> [What you will do] Pick up the piece about Joachim Trier's film Sentimental Value below and keep writing it from its last sentence on.

::: Text passage

How do you follow a breakout hit? That question has been lingering in the air at the Cannes Film Festival this year. . The Norwegian director Joachim Trier has been coming to Cannes for the better part of a decade or more, but it wasn’t until 2021, when his romantic drama The Worst Person in the World premiered that he’d produced something that felt like a hit. That film, about a woman reaching her 30s and realizing she doesn’t have her shit together, went on to have a real life: It’s regularly cited in the Letterboxd four favorites of the perennially online. Audiences sobbed en masse at the idea of feeling seen, and it went on to become one of the most celebrated and fawned-over art house films of that year

His follow-up to that film, teased by Charli xcx at Coachella as the marker of our “Joachim Trier summer,” is Sentimental Value. It shares a lead star (the miraculous Renate Reinsve) and location (Oslo, mostly) with Worst Person, but casts a wider net on its subject matter, crafting a story about a lineage of people, rather than Trier’s typical sole protagonist.

::::::
::: Dataset excerpts

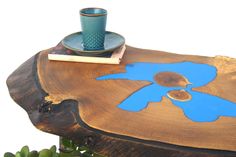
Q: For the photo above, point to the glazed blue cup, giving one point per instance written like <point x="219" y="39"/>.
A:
<point x="93" y="23"/>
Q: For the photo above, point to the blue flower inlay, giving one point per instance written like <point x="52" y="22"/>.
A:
<point x="202" y="107"/>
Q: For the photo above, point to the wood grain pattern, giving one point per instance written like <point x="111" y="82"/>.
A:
<point x="71" y="103"/>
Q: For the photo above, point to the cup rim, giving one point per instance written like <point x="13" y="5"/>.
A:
<point x="97" y="14"/>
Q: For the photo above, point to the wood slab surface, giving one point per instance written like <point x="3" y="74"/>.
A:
<point x="66" y="99"/>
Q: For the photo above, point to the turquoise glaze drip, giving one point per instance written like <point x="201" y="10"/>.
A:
<point x="202" y="107"/>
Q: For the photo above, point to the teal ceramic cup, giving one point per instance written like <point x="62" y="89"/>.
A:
<point x="93" y="23"/>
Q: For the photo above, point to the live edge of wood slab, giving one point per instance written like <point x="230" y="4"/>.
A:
<point x="64" y="98"/>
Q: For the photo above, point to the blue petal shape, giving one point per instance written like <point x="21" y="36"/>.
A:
<point x="201" y="108"/>
<point x="197" y="74"/>
<point x="205" y="107"/>
<point x="140" y="99"/>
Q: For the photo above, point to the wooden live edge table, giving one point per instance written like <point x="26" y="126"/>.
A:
<point x="130" y="109"/>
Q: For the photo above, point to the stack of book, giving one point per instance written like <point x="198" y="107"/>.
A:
<point x="60" y="53"/>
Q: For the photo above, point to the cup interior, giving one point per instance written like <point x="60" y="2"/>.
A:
<point x="93" y="12"/>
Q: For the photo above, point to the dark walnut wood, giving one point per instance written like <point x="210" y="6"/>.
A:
<point x="65" y="99"/>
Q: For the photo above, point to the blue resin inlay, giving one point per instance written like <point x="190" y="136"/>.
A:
<point x="202" y="107"/>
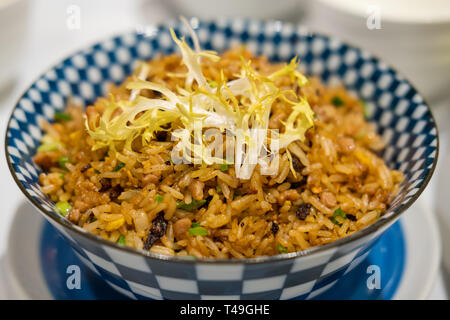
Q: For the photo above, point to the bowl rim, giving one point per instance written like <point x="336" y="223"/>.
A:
<point x="312" y="251"/>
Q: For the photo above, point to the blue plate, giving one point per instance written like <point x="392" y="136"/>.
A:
<point x="56" y="256"/>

::::::

> [Your response]
The title is a reference to the emotionally rich, but monetarily worthless relics Nora (Reinsve) and her younger sister Agnes’s (Inga Ibsdotter Lilleaas) mother leaves behind after she’s died. Things get complicated when, at her wake, the girls’ father Gustav Borg (Stellan Skarsgard) walks through the door. A celebrated filmmaker, he’s barely spoken to Nora in the past decade. During that time, she’s become an acclaimed actress, and Gustav has a feeling that his latest, unwieldy, hard-to-finance project will only work if she decides to play the lead part.
Making it worse: He wants to shoot the film in the very house his children grew up in, one that had been passed down through several generations. A way to soak up its ghosts.
It quickly becomes clear that this meta take of artistic therapy isn’t the best way for Nora and Gustav to bury the hatchet. She rejects the script without reading it. Later, at a Deauville Film Festival retrospective of Gustav’s work, a hot-ticket American actor, Rachel Kemp (Elle Fanning) is in the audience, moved to tears by one of his early works, calling it a masterpiece. Maybe, he thinks, Rachel will be the person to get this project moving. But in doing so, she becomes a conduit for Nora and, she soon realizes, a conduit for the film’s subject: Nora’s late grandmother, who took her own life before she was born.
In one twisted scene, Gustav guides Rachel through the house, talking her through the film’s proposed final scene, in which she waves her son off to school then hangs herself. “That’s the stool she used,” Gustav says to a shocked Rachel. Later, Agnes laughs off that faux revelation: It’s new from IKEA.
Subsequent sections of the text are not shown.